**Task objective**:
Report every line of the data below that contains the word "with", copying each such line in full.

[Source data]
*****

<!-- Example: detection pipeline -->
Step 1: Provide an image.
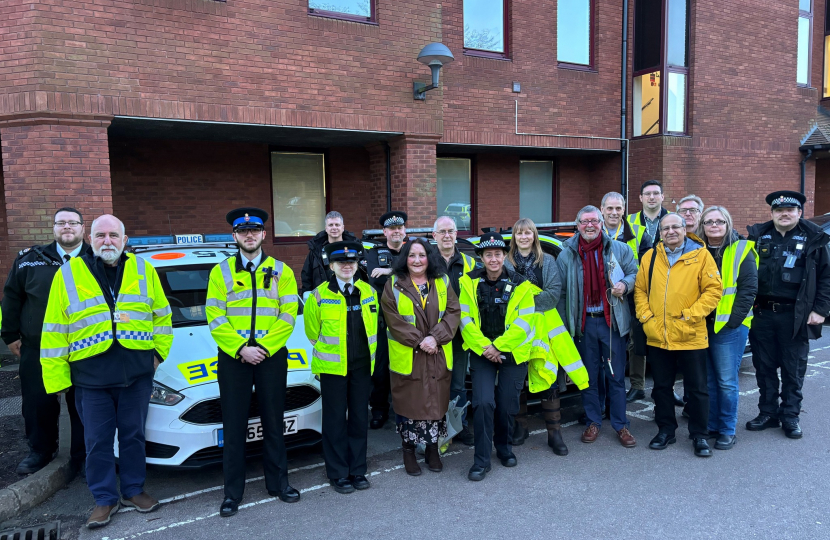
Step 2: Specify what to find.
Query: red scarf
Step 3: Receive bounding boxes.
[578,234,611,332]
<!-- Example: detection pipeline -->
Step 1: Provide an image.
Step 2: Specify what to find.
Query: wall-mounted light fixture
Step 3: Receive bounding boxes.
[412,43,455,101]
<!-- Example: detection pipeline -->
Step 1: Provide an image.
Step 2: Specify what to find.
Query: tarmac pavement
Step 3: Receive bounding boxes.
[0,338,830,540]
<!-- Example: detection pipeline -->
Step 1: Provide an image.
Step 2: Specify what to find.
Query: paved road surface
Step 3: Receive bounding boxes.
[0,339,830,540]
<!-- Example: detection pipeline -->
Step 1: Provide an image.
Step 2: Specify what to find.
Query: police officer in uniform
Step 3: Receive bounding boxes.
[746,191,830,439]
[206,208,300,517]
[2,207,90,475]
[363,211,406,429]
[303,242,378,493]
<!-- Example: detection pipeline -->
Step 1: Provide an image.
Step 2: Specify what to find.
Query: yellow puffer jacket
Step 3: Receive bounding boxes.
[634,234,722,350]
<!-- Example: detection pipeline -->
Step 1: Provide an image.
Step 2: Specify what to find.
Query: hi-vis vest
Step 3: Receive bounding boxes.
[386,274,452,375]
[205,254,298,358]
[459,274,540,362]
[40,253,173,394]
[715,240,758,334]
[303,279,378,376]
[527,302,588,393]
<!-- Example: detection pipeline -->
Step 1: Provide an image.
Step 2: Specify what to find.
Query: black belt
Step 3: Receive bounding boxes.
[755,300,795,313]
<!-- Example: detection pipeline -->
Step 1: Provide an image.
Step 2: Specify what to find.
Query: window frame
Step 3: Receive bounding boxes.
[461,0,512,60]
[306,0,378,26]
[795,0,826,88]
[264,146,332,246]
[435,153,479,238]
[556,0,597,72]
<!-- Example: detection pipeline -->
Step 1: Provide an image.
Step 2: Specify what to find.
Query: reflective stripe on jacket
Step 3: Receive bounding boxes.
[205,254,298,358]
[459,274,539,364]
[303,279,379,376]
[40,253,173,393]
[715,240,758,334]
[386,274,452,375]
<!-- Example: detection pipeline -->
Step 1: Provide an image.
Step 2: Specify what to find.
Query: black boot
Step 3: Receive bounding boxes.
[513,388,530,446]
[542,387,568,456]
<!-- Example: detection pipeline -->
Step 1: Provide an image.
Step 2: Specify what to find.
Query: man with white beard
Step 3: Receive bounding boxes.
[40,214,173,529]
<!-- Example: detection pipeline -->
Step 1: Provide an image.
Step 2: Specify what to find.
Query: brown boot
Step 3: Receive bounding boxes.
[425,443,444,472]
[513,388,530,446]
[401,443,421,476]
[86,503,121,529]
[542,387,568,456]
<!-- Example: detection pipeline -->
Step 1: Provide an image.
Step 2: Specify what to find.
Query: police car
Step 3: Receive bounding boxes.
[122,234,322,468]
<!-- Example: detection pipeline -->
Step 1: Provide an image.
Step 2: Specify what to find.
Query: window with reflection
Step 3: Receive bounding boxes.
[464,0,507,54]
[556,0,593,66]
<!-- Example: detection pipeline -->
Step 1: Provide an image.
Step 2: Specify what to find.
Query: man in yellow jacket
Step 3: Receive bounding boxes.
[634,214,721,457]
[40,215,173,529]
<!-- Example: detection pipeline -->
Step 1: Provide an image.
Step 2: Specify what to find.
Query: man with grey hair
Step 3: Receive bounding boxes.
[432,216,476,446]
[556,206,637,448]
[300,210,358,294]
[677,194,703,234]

*****

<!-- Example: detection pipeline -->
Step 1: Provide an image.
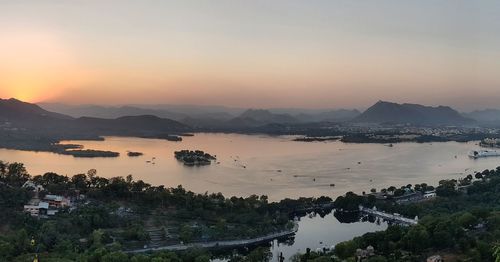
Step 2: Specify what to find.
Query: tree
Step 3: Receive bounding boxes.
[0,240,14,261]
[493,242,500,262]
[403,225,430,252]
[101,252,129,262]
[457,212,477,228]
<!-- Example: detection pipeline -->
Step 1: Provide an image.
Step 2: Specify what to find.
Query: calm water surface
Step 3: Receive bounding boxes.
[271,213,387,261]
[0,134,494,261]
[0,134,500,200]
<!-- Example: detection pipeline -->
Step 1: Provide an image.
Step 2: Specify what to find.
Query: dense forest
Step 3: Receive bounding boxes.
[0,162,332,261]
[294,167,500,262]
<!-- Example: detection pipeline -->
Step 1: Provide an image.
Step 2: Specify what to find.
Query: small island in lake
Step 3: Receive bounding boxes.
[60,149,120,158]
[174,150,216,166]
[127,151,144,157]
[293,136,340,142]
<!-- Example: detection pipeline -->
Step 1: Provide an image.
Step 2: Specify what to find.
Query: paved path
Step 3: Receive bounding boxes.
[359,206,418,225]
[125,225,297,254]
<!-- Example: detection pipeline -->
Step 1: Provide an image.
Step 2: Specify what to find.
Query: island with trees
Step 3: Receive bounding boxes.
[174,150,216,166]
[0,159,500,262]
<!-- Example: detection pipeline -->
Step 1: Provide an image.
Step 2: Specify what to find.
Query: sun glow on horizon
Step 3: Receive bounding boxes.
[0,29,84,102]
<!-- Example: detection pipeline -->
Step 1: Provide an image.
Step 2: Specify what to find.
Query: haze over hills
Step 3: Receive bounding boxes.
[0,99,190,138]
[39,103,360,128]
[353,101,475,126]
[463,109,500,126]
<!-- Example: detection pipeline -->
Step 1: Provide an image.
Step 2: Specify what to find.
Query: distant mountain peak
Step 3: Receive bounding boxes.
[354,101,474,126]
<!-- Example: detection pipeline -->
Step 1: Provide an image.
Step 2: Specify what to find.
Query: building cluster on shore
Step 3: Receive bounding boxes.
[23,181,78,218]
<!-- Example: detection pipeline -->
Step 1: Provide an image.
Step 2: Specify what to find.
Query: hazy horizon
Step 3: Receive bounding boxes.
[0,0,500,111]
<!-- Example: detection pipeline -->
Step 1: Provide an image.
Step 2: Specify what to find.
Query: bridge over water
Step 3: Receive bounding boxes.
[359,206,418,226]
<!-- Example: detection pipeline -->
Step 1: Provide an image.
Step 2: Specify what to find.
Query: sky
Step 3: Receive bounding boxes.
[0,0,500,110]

*****

**Full answer**:
Query: man with white beard
Query: window with reflection
Query: man with grey hair
Query: island with trees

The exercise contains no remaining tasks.